DIRECTION: Revise the lines starting at the one containing "mountain in this photo as pixel coordinates." and ending at the one containing "background in this photo as pixel coordinates." by putting "crop inspection log" in place of "pest-scouting log" and keeping everything else unchanged.

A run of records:

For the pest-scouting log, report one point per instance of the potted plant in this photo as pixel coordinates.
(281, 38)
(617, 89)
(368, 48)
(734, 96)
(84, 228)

---

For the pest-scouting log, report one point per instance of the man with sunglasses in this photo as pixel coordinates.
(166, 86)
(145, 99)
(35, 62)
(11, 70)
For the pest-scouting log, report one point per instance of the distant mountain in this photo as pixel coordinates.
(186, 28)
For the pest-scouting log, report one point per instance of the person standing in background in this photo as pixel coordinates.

...

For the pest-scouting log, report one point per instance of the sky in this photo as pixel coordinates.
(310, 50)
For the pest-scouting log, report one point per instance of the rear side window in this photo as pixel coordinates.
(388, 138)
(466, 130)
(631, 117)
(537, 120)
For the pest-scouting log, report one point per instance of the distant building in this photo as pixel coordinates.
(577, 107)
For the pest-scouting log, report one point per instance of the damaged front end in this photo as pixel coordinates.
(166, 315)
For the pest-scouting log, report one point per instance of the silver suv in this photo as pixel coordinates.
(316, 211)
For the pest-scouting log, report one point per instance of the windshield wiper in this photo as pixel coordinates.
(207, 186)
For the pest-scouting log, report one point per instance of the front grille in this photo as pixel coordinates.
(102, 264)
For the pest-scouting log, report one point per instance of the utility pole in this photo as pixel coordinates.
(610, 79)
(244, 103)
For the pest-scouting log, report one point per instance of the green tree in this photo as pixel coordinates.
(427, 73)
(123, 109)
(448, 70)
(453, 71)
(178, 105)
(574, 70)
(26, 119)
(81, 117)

ANSWER BELOW:
For the crop inspection log, report one point per instance of the distant mountain in this photo as pixel coordinates.
(186, 28)
For the crop inspection log, report one point per instance of the person standing in background in this photo as pixel coordinates.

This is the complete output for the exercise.